+++ Estratto della fonte +++
L’idea è nata quando Alex Pesce ha visto le bricole di ricarica prodotte da E-concept.
“Ho pensato che servivano imbarcazioni adatte per queste nuove paline e che avessero un bassissimo impatto ambientale -racconta – Così ho contattato la E-concept e, in sinergia con loro e il designer Roscioni, ho dato vita al prototipo di questa nuova imbarcazione”.
Non sta solo nel motore elettrico la novità dei nuovi “barchini” ma anche nella particolare carena.
“E’ questa che consente di non produrre moto ondoso fino a una velocità di 12 km orari – rileva Pesce – E’ questa, in fondo, la vera innovazione, perché permette una navigazione green che rispetta l’ambiente e l’ecosistema veneziano”.

Render barca Eco Fap

In fase di realizzazione, la nuova barca sarà varata ad aprile per i primi test, che saranno effettuati sul Lago di Garda, dove ha sede l’azienda che monterà il motore.
+++ Dati raccolti +++
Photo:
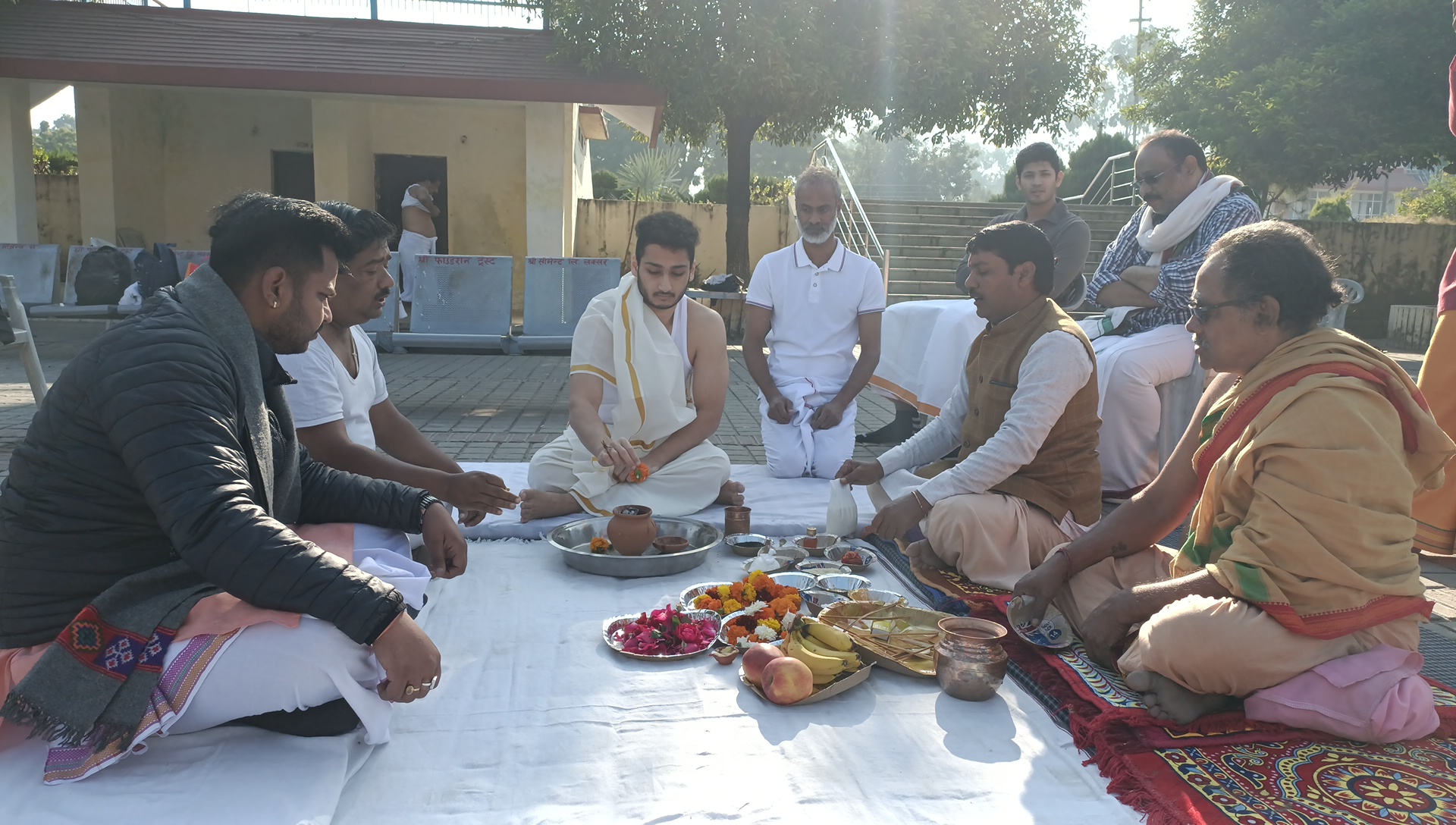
+++
Problema da svolgere >> Per favore, ricopia senza modifiche il passo del testo sulla barca elettrica cominciando da "In fase di realizzazione, la" e proseguendo fino a "monterà il motore.".

Risultato del compito >>
In fase di realizzazione, la nuova barca sarà varata ad aprile per i primi test, che saranno effettuati sul Lago di Garda, dove ha sede l’azienda che monterà il motore.